§ **Required task 1**
In the listing, rewrite the lines from the one containing "Where can the wooden table" through the end of the listing, inclusive, replacing "chair leg" with "stool leg" and leaving everything else unchanged.

§ **Source passage**
......

Starting 1 January 2025, the weekend for Johor changed from Friday-Saturday to Saturday-Sunday, ten years after it was changed to Friday-Saturday in 2014.

==Overview==
===Federal holidays===
Federal public holidays are fixed by the federal government and are observed nationwide with some exceptions. They are:
- Muhammad's Birthday (Maulidur Rasul)
- Independence Day
- Chinese New Year (one day in Kelantan and Terengganu, two days in rest of the country)
- Wesak Day
- Yang di-Pertuan Agong's Birthday
- Hari Raya Puasa (Aidilfitri) (two days)
- Hari Raya Qurban (Aidiladha) (two days in Kelantan and Terengganu, one day in rest of the country)
- Deepavali (except Sarawak)
- Christmas Day
- Labour Day
- Awal Muharram
- Malaysia Day

Each state and federal territory observes 14 days of federal holidays, except Sarawak which observes 13 days.

Although the second day of Chinese New Year is not listed as a federal holiday in Kelantan and Terengganu, the holiday is gazetted as a state holiday in both states, effectively making it a nationwide holiday. Additionally, the second day of Hari Raya Qurban is gazetted as a state holiday in Kedah and Perlis.

===State holidays===
In addition to the federal public holidays, each state may gazette a number of state public holidays to be observed in the state. For the federal territories, the Prime Minister is in charge of designating the territorial public holidays to be observed in each federal territory.

In every state, the official birthday of the state ruler or governor is celebrated as a public holiday. In the federal territories, the Federal Territory Day is celebrated instead.

The most widespread state holiday is New Year's Day which is observed in eight states and all three federal territories, followed by Nuzul al-Quran in seven states and all three federal territories, and Thaipusam in five states and two federal territories.

As of 2020, each state and federal territory has designated four to six state public holidays, bringing the total number of (federal and state) public holidays to 20 days in Sabah and Terengganu, 19 days in Labuan, Penang and Sarawak and 18 days in the rest of the country.

===Holidays by declaration===
Section 8 of the Holidays Act 1951 gives the Prime Minister power to declare any day a public holiday in the whole of Peninsular Malaysia and Labuan, or in one of the federal territories, or in one of the states after consultation with the relevant state government. The declared holiday must be observed by all employers as a paid holiday.

Public holidays had been declared on the polling day for a general election, on the day of the installation of the Yang di-Pertuan Agong, as well as after international sporting events to celebrate the achievements of Malaysian athletes.

......

§ **Excerpted records**
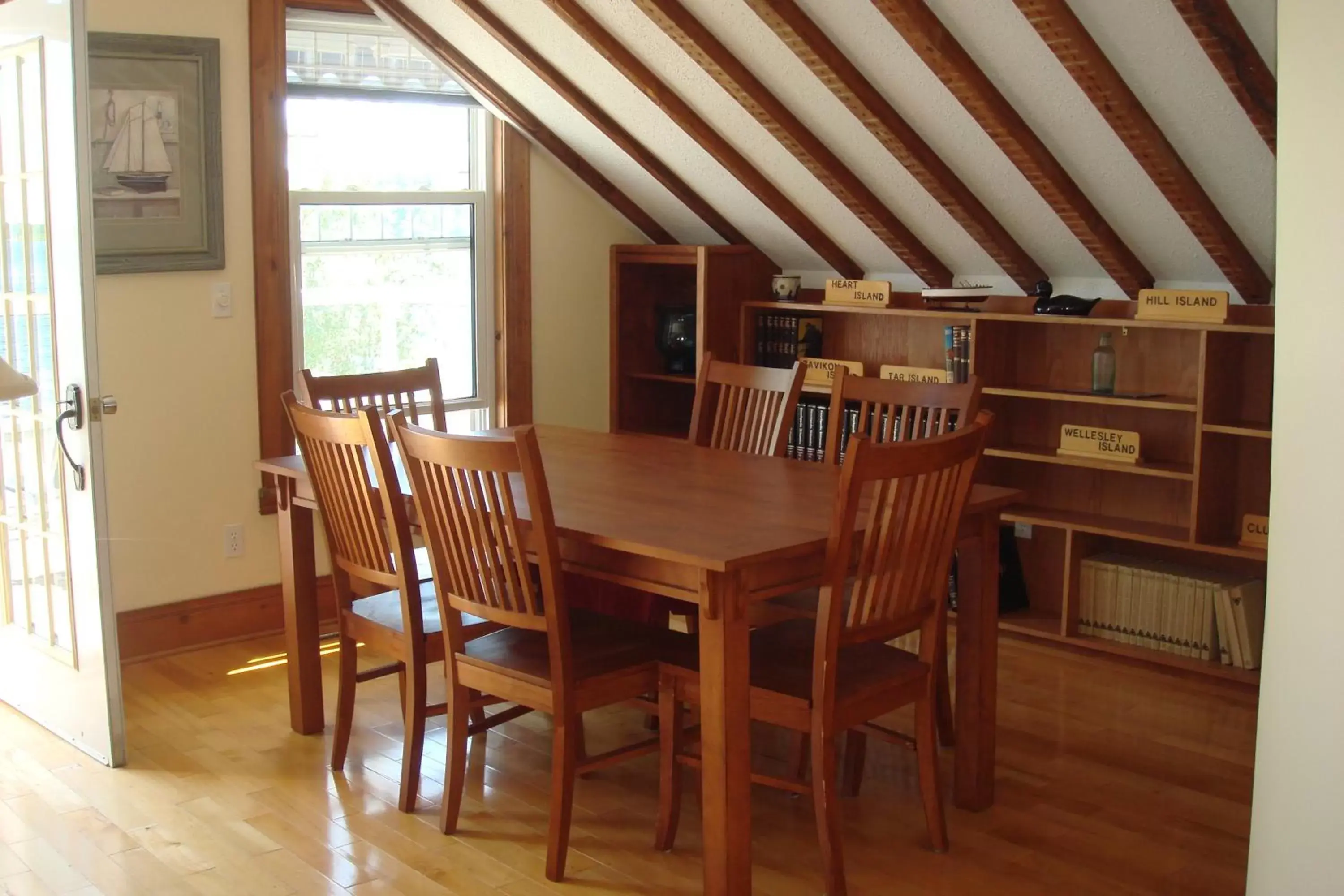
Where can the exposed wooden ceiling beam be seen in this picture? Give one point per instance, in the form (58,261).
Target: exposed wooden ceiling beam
(1089,66)
(949,61)
(844,80)
(710,140)
(492,93)
(615,132)
(771,112)
(1222,37)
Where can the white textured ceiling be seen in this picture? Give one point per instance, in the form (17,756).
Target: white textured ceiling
(1146,41)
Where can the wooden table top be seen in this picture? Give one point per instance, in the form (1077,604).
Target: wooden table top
(671,500)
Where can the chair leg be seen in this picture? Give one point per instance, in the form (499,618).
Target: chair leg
(414,745)
(564,763)
(855,753)
(455,771)
(478,716)
(930,789)
(671,724)
(947,727)
(800,755)
(345,702)
(826,801)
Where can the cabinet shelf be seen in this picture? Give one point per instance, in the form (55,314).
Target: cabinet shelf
(1035,454)
(663,378)
(1166,404)
(1250,431)
(1172,536)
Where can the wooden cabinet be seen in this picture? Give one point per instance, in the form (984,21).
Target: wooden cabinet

......

§ **Required task 2**
According to the text on Malaysian public holidays, which section of the Holidays Act 1951 gives the Prime Minister power to declare any day a public holiday?

§ **Answer 1**
Where can the wooden table top be seen in this picture? Give one point per instance, in the form (1077,604).
Target: wooden table top
(671,500)
Where can the stool leg be seen in this picture? Give one point per instance, in the form (499,618).
Target: stool leg
(414,745)
(564,763)
(855,753)
(455,771)
(478,716)
(930,789)
(671,724)
(947,727)
(800,755)
(345,702)
(826,801)
Where can the cabinet shelf be seen in this picture? Give one point per instance, in the form (55,314).
Target: cabinet shelf
(1035,454)
(663,378)
(1166,404)
(1250,431)
(1172,536)
Where can the wooden cabinet be seen in this picture? Give one point per instance, in the form (984,21).
Target: wooden cabinet

§ **Answer 2**
Section 8